[EXERCISE DETAILS]: Repeat the items below word for word, starting at the line that contains "Objective: one point per instance of the multi-story" and ending at the last line of the items.

[STORED DATA]:
--- Begin ---

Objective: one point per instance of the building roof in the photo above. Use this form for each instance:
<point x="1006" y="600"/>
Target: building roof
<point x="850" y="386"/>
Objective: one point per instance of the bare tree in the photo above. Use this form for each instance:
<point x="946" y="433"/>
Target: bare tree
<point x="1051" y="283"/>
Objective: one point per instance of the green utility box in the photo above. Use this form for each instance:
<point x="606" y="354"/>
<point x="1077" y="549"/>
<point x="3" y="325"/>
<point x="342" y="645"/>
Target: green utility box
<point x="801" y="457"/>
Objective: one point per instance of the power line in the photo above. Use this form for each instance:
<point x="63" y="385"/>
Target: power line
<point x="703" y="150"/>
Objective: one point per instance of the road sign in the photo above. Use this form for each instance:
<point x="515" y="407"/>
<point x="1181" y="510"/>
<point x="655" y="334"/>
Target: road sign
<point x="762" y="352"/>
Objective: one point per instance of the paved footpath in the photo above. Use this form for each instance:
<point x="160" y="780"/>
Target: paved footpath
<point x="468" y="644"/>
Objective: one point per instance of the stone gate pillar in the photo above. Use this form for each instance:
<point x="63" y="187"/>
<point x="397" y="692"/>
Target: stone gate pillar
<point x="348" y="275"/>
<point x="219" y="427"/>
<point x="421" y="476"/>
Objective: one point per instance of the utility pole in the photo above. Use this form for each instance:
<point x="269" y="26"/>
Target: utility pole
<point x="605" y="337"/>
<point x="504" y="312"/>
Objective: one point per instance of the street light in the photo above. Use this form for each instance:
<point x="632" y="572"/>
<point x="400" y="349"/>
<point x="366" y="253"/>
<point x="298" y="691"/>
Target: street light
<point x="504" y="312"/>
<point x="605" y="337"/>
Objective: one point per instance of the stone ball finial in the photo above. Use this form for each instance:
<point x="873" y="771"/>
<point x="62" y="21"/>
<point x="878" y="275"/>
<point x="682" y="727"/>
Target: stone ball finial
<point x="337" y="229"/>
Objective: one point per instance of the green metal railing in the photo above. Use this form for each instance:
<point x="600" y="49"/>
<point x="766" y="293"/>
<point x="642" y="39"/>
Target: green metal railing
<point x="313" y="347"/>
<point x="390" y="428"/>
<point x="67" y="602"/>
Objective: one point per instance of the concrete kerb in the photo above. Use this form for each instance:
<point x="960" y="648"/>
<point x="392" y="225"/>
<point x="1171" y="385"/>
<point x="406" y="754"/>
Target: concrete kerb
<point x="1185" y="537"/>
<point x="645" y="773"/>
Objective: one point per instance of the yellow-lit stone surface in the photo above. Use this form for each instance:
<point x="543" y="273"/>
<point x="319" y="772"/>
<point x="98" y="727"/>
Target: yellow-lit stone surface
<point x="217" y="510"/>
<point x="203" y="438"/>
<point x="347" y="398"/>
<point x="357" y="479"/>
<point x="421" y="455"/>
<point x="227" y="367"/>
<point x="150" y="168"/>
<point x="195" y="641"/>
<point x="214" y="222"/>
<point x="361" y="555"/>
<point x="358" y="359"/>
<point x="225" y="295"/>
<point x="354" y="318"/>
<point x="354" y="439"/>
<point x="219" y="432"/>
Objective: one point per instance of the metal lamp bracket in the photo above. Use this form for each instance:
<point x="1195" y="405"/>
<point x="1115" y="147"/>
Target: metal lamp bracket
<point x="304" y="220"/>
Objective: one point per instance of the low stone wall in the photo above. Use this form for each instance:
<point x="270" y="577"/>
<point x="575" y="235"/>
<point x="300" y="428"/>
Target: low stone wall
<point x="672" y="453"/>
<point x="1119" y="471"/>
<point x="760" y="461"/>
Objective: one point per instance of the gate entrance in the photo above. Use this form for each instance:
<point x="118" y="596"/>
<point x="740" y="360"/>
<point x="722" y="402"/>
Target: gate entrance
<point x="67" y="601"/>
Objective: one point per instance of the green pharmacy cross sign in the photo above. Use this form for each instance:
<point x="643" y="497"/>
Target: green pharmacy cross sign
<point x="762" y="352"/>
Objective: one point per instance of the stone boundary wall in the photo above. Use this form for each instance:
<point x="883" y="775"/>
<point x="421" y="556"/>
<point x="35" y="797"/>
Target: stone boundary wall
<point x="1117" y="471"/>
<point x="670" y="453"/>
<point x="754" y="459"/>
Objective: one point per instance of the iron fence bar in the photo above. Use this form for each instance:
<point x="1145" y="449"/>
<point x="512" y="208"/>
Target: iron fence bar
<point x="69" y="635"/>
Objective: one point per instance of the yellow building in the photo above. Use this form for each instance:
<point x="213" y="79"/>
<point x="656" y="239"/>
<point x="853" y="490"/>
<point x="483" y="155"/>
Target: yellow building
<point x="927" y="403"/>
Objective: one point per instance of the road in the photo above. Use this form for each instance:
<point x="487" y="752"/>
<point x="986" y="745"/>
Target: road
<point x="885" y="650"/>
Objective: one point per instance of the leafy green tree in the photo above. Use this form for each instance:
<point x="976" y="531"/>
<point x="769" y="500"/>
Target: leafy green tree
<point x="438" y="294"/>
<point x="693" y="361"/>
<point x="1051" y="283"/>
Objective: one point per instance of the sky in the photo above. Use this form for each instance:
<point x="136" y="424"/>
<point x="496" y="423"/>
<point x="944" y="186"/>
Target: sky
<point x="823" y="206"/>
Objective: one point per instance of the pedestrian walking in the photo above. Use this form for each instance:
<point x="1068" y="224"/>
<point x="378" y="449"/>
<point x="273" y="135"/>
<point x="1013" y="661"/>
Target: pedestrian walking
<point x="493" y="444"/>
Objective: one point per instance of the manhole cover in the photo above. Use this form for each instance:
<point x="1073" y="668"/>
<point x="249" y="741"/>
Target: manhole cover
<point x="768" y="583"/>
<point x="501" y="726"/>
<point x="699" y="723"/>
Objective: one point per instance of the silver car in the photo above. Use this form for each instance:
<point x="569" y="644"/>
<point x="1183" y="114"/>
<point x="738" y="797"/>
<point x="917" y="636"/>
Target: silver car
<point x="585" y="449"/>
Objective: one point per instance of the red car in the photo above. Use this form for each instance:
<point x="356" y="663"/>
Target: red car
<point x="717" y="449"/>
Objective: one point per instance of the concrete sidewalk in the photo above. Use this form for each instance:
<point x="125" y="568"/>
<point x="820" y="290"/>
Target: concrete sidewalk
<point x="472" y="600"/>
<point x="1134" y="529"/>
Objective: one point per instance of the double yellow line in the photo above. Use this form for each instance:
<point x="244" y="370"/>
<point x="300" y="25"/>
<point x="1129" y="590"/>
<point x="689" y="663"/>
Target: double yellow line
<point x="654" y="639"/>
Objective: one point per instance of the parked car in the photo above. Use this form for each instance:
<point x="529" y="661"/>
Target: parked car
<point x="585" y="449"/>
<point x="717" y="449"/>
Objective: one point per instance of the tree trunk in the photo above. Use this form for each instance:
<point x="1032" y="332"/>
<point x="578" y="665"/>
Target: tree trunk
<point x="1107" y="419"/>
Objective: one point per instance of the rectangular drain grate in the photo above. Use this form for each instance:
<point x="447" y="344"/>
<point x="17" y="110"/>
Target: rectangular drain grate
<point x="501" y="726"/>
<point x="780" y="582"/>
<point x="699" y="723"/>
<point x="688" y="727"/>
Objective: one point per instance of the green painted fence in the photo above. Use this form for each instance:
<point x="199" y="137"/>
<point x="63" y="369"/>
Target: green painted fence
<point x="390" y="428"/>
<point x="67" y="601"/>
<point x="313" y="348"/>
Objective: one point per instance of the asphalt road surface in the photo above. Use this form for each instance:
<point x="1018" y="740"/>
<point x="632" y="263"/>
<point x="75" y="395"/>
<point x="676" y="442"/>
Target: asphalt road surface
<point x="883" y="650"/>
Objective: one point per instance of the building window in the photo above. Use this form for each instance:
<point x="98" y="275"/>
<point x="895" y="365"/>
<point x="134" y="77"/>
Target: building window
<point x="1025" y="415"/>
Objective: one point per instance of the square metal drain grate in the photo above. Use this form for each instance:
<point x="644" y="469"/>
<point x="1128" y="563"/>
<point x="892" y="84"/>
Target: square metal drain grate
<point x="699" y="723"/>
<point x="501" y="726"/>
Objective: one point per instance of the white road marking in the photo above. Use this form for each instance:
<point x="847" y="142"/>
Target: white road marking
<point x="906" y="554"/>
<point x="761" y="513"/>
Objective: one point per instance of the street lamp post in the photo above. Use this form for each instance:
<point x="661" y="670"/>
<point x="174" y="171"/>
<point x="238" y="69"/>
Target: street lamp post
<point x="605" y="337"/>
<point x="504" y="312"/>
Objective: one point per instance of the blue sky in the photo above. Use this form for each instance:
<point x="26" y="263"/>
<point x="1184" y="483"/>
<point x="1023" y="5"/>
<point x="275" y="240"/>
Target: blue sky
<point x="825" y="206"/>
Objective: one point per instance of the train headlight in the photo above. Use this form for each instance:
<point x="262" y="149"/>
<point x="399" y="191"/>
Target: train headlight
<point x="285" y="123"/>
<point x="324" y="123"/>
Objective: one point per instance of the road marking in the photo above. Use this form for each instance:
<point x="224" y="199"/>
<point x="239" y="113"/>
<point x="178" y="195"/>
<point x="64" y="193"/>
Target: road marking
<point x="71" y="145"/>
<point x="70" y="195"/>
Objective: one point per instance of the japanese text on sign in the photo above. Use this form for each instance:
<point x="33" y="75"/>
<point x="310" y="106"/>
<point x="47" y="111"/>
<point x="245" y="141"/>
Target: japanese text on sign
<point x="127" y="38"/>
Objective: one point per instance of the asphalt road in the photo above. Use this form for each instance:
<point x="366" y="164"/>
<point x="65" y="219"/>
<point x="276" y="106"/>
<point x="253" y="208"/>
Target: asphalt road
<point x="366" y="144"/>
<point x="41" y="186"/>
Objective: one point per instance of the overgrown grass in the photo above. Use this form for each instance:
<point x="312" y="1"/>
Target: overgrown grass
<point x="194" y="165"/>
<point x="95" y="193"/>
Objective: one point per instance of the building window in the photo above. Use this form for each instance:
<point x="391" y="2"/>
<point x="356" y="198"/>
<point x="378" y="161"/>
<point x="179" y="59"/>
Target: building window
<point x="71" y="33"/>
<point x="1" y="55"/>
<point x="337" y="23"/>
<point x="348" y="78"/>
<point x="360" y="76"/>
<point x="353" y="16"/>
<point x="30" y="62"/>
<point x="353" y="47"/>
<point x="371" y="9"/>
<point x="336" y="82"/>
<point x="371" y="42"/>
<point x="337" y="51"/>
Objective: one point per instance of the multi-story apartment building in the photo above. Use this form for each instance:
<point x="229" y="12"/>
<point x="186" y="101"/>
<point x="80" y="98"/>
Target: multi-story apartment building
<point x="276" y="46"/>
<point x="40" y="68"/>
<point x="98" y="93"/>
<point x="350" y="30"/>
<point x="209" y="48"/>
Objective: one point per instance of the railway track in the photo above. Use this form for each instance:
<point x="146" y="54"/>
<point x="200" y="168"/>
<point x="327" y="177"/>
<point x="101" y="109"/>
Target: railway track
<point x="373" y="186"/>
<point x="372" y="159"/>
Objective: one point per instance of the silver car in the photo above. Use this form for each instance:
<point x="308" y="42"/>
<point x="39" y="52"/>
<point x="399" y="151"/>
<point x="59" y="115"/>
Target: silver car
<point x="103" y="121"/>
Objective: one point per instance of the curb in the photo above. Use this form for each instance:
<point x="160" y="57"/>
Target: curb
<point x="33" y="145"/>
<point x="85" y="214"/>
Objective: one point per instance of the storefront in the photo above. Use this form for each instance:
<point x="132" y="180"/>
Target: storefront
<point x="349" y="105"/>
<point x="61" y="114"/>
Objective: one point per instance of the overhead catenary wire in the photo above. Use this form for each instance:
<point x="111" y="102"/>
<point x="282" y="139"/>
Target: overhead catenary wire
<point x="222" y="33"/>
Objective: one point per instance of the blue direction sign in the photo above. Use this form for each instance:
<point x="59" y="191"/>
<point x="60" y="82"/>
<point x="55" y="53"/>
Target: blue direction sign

--- End ---

[RESPONSE TO THIS TASK]:
Objective: one point per instance of the multi-story apartment building in the photo above. Use this form for each instance:
<point x="229" y="12"/>
<point x="186" y="101"/>
<point x="80" y="98"/>
Target: multi-story apartment building
<point x="276" y="46"/>
<point x="40" y="68"/>
<point x="98" y="93"/>
<point x="350" y="30"/>
<point x="209" y="48"/>
Objective: one point per instance of the railway track in the photo above. Use this form for each instance:
<point x="146" y="54"/>
<point x="200" y="168"/>
<point x="327" y="177"/>
<point x="101" y="109"/>
Target: railway track
<point x="373" y="186"/>
<point x="372" y="159"/>
Objective: one point per instance of the silver car in the photo above. Use this form for each instance:
<point x="308" y="42"/>
<point x="39" y="52"/>
<point x="399" y="151"/>
<point x="59" y="115"/>
Target: silver car
<point x="103" y="121"/>
Objective: one point per instance of the curb in the photo above. Use this form for each instance:
<point x="160" y="57"/>
Target: curb
<point x="33" y="145"/>
<point x="85" y="214"/>
Objective: one point per instance of the storefront in the photo above. Use this form for each instance:
<point x="132" y="180"/>
Target: storefront
<point x="349" y="105"/>
<point x="61" y="114"/>
Objective: one point per instance of the overhead catenary wire in the photo above. Use this form for each instance:
<point x="111" y="102"/>
<point x="282" y="139"/>
Target: overhead catenary wire
<point x="222" y="33"/>
Objective: one point per instance of the blue direction sign in the photo above. Use this form for each instance:
<point x="59" y="191"/>
<point x="60" y="82"/>
<point x="55" y="53"/>
Target: blue direction sign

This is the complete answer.